-- Begin EXERCISE MATERIALS --

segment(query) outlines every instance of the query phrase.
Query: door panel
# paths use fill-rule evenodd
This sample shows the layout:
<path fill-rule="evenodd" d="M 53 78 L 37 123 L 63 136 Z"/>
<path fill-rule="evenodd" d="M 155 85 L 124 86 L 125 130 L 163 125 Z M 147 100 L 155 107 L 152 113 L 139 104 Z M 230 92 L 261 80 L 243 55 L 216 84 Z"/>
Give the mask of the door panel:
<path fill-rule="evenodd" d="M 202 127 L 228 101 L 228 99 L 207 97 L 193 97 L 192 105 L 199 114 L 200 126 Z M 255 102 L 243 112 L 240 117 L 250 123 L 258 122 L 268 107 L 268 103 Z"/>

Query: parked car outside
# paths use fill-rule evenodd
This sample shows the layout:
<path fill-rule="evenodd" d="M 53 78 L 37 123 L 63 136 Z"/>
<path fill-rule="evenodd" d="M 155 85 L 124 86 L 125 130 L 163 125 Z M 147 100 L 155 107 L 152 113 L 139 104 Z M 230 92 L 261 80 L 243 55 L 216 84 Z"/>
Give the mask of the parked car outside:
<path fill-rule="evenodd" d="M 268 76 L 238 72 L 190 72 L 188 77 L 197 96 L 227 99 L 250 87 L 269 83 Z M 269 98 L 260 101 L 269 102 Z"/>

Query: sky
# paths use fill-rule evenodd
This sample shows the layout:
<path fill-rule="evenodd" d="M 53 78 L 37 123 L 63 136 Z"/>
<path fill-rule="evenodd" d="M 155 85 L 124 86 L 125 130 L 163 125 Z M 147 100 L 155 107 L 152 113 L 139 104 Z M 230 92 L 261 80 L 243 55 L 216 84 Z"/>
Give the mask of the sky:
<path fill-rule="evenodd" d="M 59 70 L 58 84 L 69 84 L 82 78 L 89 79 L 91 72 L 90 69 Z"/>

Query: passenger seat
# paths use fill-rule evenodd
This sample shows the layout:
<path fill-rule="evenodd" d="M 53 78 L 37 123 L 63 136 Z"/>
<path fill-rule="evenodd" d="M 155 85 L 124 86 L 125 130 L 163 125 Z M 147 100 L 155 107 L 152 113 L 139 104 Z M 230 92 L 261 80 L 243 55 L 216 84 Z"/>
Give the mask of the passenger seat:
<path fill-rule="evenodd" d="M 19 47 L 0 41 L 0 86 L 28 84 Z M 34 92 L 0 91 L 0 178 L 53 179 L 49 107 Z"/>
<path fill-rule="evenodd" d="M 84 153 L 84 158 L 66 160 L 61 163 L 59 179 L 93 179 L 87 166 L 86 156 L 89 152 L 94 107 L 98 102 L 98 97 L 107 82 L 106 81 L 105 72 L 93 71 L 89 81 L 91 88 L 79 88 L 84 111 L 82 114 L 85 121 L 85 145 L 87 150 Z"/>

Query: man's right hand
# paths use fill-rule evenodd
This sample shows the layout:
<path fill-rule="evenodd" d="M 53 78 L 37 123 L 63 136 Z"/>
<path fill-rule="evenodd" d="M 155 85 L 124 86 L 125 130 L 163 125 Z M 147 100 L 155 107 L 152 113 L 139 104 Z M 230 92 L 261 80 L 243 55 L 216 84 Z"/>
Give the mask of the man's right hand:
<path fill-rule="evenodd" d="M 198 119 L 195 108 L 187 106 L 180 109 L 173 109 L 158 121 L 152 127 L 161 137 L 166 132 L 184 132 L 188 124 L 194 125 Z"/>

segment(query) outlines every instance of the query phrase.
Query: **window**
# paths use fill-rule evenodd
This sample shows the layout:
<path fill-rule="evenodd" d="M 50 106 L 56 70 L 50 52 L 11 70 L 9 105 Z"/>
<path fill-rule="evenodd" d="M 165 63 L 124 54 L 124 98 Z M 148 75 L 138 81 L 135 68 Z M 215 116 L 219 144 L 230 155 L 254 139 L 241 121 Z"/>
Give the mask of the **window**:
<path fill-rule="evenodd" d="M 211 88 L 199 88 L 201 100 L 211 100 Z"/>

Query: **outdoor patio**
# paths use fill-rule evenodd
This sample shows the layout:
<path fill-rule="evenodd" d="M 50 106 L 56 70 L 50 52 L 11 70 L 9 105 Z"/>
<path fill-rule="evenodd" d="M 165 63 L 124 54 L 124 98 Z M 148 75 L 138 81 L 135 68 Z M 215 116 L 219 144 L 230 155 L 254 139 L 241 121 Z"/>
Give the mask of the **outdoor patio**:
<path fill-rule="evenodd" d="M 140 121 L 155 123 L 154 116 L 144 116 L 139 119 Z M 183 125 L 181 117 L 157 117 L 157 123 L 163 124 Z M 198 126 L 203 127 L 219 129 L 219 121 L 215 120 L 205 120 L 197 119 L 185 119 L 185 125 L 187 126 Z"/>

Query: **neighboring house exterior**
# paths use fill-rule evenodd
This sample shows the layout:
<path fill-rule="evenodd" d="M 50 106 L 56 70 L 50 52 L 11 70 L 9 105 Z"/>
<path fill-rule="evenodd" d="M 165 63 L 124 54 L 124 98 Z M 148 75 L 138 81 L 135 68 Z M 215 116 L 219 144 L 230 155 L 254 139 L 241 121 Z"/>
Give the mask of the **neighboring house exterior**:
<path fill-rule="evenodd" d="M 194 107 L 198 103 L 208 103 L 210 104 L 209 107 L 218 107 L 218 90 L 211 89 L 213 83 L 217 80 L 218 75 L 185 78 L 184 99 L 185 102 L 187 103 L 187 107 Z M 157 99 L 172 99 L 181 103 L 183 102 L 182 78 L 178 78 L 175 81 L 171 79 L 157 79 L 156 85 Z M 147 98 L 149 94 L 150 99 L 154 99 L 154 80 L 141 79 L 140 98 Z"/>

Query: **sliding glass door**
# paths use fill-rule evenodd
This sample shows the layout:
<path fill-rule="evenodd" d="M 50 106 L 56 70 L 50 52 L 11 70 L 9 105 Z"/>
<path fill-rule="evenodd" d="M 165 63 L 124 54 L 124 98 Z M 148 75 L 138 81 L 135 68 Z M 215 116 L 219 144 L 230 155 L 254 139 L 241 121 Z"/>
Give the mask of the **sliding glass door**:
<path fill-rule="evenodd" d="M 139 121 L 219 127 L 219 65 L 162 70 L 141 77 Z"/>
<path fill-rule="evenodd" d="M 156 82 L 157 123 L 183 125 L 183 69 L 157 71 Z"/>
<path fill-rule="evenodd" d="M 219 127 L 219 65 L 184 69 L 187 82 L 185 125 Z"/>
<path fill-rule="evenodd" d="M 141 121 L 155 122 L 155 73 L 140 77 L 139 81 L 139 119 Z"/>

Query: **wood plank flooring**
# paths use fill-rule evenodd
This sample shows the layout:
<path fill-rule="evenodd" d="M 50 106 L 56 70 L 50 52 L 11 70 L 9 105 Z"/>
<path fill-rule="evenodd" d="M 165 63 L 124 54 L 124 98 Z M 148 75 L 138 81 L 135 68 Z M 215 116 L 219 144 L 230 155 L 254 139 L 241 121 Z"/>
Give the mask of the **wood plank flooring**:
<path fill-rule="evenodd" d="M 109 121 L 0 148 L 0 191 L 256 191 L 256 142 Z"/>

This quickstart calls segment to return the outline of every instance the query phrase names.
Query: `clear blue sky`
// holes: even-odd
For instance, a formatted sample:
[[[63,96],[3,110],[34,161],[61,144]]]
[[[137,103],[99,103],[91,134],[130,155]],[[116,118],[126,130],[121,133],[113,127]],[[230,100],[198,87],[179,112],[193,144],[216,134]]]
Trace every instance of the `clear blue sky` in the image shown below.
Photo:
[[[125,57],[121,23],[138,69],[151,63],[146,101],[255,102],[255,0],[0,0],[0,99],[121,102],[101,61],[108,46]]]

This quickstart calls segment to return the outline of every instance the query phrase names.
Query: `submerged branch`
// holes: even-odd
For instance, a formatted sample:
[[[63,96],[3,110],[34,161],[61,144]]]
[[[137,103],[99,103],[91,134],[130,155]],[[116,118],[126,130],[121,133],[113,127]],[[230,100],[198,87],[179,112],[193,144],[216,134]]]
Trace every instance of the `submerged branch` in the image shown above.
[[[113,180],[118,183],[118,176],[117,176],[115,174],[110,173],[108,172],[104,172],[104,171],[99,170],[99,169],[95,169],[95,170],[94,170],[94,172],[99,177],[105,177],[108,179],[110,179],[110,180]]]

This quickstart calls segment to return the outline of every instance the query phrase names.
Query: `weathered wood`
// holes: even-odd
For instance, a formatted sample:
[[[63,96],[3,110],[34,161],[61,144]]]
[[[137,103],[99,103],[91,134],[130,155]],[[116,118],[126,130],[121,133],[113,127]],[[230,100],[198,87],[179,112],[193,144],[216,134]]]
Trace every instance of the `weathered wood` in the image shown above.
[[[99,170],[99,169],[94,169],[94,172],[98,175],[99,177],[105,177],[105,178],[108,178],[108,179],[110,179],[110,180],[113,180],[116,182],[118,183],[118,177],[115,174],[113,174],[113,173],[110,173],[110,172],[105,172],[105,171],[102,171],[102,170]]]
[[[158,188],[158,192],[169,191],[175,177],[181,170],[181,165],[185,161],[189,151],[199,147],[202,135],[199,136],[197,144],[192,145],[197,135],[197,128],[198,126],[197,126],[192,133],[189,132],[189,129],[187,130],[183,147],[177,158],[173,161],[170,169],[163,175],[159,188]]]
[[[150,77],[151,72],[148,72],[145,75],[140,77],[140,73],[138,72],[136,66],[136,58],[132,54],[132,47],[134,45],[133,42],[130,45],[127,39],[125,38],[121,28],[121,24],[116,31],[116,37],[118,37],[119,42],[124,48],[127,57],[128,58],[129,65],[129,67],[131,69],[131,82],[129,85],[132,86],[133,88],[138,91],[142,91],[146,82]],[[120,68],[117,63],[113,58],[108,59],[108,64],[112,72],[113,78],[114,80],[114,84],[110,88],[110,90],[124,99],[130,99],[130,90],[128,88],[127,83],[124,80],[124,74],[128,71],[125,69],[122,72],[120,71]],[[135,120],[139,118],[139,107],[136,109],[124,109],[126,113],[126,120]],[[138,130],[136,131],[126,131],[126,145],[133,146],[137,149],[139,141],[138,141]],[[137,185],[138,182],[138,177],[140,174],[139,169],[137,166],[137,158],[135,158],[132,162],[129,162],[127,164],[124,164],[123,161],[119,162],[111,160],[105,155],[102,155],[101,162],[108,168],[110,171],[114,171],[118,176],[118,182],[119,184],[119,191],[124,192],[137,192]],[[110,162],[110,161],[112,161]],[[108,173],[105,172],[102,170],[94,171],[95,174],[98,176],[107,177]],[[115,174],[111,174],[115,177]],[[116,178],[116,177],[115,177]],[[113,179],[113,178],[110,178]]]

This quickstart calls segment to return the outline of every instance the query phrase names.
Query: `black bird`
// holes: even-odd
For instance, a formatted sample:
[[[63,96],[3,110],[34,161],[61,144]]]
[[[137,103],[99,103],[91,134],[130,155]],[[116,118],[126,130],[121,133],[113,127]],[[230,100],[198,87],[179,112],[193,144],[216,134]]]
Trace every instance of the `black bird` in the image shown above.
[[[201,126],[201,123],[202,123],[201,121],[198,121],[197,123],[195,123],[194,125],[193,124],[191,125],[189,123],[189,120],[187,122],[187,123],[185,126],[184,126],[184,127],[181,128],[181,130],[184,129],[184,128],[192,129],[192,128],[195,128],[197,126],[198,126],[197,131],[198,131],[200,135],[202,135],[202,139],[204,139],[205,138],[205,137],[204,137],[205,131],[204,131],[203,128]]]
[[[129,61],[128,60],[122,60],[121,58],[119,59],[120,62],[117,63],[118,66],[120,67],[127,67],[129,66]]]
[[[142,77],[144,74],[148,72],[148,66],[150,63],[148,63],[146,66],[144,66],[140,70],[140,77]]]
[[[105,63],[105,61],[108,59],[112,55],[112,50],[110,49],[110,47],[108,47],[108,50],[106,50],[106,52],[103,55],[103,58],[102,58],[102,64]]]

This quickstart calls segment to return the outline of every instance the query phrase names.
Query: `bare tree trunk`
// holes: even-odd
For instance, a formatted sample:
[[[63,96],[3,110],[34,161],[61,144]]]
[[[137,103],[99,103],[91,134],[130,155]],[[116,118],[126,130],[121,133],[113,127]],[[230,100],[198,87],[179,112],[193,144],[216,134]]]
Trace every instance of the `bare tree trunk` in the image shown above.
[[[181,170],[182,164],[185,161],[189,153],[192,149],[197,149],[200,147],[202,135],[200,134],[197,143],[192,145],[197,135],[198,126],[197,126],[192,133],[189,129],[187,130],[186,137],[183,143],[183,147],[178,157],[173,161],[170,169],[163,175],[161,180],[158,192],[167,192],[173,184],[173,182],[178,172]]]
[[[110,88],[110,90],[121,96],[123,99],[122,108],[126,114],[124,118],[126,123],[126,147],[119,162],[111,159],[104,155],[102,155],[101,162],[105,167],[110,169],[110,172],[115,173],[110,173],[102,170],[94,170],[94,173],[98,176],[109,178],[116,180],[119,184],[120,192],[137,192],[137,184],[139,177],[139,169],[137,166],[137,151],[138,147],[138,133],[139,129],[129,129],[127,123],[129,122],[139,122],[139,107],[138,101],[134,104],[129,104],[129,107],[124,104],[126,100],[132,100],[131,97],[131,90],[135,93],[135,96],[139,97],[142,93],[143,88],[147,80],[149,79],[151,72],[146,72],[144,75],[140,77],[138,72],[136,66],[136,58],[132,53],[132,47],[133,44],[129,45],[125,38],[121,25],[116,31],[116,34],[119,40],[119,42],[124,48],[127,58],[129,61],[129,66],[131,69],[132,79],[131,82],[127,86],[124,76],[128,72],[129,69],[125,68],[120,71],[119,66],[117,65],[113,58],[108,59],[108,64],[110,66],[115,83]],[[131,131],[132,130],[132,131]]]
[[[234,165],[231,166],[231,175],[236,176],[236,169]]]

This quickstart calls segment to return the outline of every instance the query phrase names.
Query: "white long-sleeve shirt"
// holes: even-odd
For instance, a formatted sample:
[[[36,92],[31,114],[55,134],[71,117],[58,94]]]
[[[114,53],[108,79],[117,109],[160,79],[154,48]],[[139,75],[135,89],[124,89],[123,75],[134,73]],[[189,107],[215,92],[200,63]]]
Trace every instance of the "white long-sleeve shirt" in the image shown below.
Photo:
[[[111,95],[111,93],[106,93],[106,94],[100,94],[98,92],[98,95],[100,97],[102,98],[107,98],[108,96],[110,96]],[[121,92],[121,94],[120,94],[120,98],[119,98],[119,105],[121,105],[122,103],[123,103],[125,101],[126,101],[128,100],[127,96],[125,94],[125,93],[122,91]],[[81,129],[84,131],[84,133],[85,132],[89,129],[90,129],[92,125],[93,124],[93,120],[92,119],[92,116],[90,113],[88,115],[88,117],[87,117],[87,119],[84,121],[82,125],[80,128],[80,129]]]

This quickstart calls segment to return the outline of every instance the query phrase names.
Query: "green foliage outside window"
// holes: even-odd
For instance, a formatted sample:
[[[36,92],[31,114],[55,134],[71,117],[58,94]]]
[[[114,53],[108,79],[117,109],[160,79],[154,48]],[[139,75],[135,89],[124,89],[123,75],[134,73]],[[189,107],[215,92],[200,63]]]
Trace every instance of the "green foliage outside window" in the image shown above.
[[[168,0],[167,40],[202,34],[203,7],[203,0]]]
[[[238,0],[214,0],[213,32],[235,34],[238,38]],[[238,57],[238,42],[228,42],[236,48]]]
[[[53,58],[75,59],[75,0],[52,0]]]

-- End EXERCISE MATERIALS --

EXERCISE OBJECTIVE: Reproduce the entries verbatim from the first line through the line holding "202 127 L 228", both included.

RIGHT ANSWER:
segment(query) outlines every instance of the query phrase.
Query: door panel
# paths use fill-rule evenodd
This sample shows the layout:
<path fill-rule="evenodd" d="M 53 78 L 37 123 L 63 136 Z"/>
<path fill-rule="evenodd" d="M 155 85 L 124 86 L 125 130 L 163 125 Z M 147 100 L 155 107 L 152 113 L 139 104 Z M 230 92 L 261 80 L 243 55 L 216 84 Z"/>
Give the mask of the door panel:
<path fill-rule="evenodd" d="M 202 127 L 228 101 L 228 99 L 207 97 L 193 97 L 192 105 L 199 114 L 200 126 Z M 255 102 L 243 112 L 240 117 L 250 123 L 258 122 L 268 107 L 268 103 Z"/>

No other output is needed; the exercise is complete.